=== Begin Enclosure ===

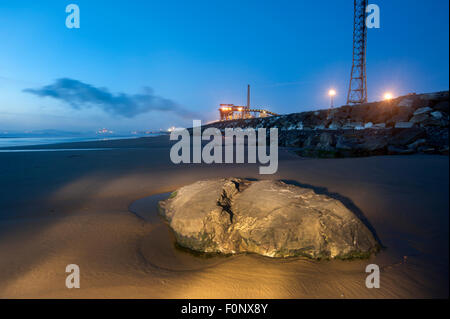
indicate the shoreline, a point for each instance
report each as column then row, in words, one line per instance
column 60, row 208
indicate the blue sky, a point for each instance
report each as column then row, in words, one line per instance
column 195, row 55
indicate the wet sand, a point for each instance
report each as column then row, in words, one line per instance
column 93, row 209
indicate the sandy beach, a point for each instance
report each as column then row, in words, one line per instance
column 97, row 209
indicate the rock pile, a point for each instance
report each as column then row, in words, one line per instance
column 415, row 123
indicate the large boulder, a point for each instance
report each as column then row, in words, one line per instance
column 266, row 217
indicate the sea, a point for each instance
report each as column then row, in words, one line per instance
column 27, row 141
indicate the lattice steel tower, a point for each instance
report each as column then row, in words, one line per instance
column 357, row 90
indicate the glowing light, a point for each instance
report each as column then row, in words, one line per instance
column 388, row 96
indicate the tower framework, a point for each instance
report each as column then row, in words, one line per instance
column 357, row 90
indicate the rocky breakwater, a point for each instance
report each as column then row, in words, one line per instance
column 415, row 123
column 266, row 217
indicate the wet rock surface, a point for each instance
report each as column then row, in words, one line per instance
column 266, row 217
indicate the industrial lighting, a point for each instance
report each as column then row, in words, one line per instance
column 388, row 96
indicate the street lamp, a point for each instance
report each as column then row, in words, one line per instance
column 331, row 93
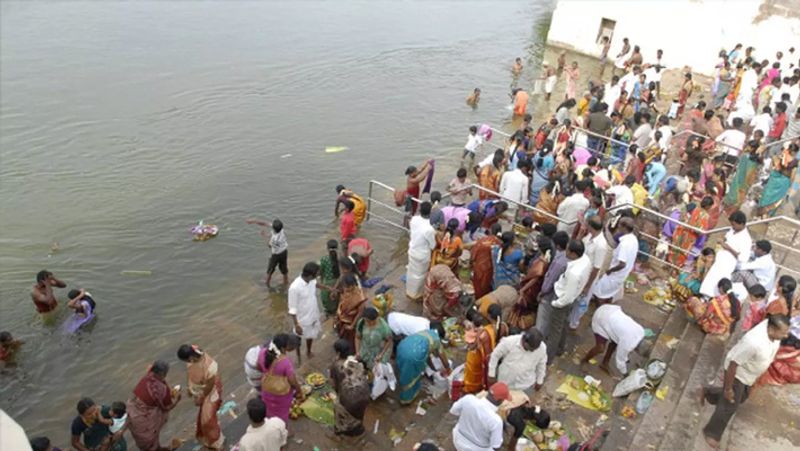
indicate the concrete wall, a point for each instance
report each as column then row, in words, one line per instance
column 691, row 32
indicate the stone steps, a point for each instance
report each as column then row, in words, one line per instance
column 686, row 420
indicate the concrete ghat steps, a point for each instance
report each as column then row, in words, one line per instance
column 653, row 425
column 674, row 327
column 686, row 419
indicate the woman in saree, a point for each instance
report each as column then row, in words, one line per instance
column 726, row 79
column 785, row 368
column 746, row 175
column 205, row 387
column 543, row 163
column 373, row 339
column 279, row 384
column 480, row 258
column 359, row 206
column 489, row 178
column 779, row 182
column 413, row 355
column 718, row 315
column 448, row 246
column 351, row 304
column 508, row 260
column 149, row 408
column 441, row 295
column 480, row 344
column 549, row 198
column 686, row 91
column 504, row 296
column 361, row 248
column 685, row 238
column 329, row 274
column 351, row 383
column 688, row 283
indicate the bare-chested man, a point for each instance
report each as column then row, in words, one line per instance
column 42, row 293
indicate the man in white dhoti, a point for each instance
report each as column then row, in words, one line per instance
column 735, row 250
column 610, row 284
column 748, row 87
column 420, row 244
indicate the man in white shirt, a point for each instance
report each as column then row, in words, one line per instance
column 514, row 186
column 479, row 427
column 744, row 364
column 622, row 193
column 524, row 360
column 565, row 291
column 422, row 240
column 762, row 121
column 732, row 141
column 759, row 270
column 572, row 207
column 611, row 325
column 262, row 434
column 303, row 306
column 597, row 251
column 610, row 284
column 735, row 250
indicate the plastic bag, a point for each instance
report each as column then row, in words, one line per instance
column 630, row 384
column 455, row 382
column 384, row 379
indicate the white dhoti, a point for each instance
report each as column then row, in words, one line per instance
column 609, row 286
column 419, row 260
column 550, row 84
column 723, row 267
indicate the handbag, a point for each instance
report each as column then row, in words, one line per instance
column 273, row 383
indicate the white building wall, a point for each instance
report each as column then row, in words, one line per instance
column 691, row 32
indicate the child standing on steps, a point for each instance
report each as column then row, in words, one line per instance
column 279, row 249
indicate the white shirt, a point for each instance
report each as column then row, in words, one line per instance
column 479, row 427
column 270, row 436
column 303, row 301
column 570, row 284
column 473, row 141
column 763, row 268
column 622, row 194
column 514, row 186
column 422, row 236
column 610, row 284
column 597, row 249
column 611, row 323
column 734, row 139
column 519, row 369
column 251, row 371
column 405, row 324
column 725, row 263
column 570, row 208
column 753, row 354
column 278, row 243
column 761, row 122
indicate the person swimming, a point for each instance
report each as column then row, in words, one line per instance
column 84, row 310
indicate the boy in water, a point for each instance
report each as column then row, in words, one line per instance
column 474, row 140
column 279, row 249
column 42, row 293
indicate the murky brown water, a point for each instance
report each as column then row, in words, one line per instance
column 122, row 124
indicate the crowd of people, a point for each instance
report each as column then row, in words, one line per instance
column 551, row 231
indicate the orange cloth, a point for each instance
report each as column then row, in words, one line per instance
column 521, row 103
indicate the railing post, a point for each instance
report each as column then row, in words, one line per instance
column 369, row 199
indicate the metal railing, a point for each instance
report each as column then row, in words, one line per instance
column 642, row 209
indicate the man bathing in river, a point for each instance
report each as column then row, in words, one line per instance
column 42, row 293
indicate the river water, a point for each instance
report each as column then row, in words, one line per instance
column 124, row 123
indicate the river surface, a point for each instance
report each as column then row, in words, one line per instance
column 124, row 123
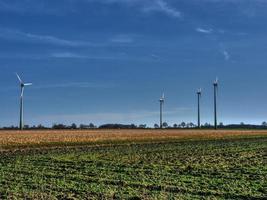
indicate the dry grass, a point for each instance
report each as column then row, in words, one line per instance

=== End Enclosure ===

### Work to complete
Reproduce every entry word for word, but skip any pictures.

### Completed task
indicate the shoreline, a point for each instance
report each as column then row, in words, one line per instance
column 60, row 208
indicate the blue sky, a point for each instance
report each as column then row, in words, one line per instance
column 195, row 55
indicate the wet sand, a point for each instance
report each as column then row, in words, one line per instance
column 93, row 209
indicate the sandy beach, a point for each instance
report each as column then row, in words, one line per instance
column 97, row 209
indicate the rock pile, a point for each instance
report each as column then row, in words, one line per instance
column 415, row 123
indicate the large boulder, a point for each instance
report each as column then row, in words, one line per instance
column 266, row 217
indicate the sea, a point for each instance
report each as column then row, in words, one line per instance
column 27, row 141
indicate the lattice steel tower, a point for each instance
report each as column then row, in words, one line per instance
column 357, row 90
indicate the glowing light, a point for each instance
report each as column then row, in words, one line per instance
column 388, row 96
indicate the tower framework, a point for each instance
report each as column then row, in words, one line per instance
column 357, row 90
indicate the rocky breakwater, a point for each instance
report each as column then row, in words, one line per instance
column 415, row 123
column 266, row 217
indicate the wet rock surface, a point for each instance
report each as column then row, in words, one line per instance
column 266, row 217
indicate the industrial lighting, a point for each instance
report each as column then row, in words, one line per instance
column 388, row 96
indicate the street lamp, a point for each instance
report each as column then row, in words, one line per instance
column 331, row 93
indicate the concrete wall, a point for each instance
report each as column then row, in words, one line per instance
column 691, row 32
indicate the stone steps, a point for each instance
report each as column then row, in words, one line per instance
column 686, row 420
indicate the concrete ghat steps, a point for each instance
report each as column then row, in words, one line per instance
column 653, row 425
column 674, row 327
column 686, row 419
indicate the woman in saree, a point for each instance
report each as column then row, in words, one line per instance
column 726, row 79
column 785, row 368
column 746, row 175
column 205, row 387
column 543, row 163
column 373, row 339
column 279, row 384
column 480, row 258
column 359, row 206
column 489, row 178
column 779, row 182
column 413, row 355
column 718, row 315
column 448, row 246
column 351, row 304
column 508, row 260
column 149, row 408
column 441, row 295
column 480, row 344
column 549, row 198
column 686, row 91
column 504, row 296
column 361, row 248
column 685, row 238
column 329, row 274
column 351, row 383
column 688, row 283
indicate the bare-chested man, a point for each instance
report each as column then row, in words, one line per instance
column 42, row 293
indicate the man in white dhoti, a point for each instance
report each as column then row, in words, one line per instance
column 735, row 250
column 610, row 284
column 748, row 87
column 420, row 244
indicate the man in white shirt, a point for each instance
report each as column then row, in words, one line per instance
column 514, row 186
column 479, row 427
column 744, row 364
column 622, row 193
column 524, row 360
column 565, row 291
column 422, row 240
column 762, row 121
column 732, row 141
column 759, row 270
column 572, row 207
column 611, row 325
column 262, row 434
column 303, row 306
column 597, row 251
column 610, row 284
column 735, row 250
indicate the plastic bag, a point for each instance
report each as column then row, in words, one line per instance
column 630, row 384
column 455, row 382
column 384, row 379
indicate the white dhoti, a point for each instance
report each as column then row, in words, one line per instance
column 609, row 286
column 419, row 260
column 550, row 84
column 723, row 267
indicate the handbag, a point for each instance
report each as column then row, in words, one line per instance
column 273, row 383
indicate the white building wall, a point for each instance
report each as column then row, in words, one line per instance
column 691, row 32
indicate the child standing on steps, a point for each instance
report each as column then row, in words, one line per instance
column 279, row 249
indicate the white shirt, a point for each instance
report each as column then row, in words, one line per instance
column 479, row 427
column 270, row 436
column 303, row 301
column 570, row 284
column 473, row 141
column 763, row 268
column 622, row 194
column 514, row 186
column 422, row 236
column 610, row 284
column 597, row 249
column 611, row 323
column 734, row 139
column 519, row 369
column 251, row 371
column 405, row 324
column 725, row 263
column 570, row 208
column 753, row 354
column 278, row 243
column 761, row 122
indicate the person swimming, a point for each instance
report each as column then row, in words, one line per instance
column 84, row 310
indicate the boy in water, a point for each instance
report each as column then row, in words, one line per instance
column 474, row 140
column 279, row 249
column 42, row 293
indicate the murky brown water, a point for each instance
report each as column then row, in words, one line per instance
column 122, row 124
indicate the crowd of people, a point for each instance
report each as column then row, in words, one line per instance
column 551, row 231
indicate the orange cloth, a point for each instance
report each as column then row, in words, one line per instance
column 521, row 103
indicate the railing post, a point for each instance
report each as column then row, in words, one line per instance
column 369, row 199
indicate the metal railing, a point for each instance
report each as column then row, in words, one line per instance
column 642, row 209
indicate the man bathing in river, a point for each instance
report each as column then row, in words, one line per instance
column 42, row 293
indicate the river water, a point for each instance
report each as column then row, in words, one line per instance
column 124, row 123
indicate the river surface, a point for each instance
report each as column then row, in words, one line per instance
column 124, row 123
indicate the dry grass, a point for each instance
report each as column then row, in words, one line per instance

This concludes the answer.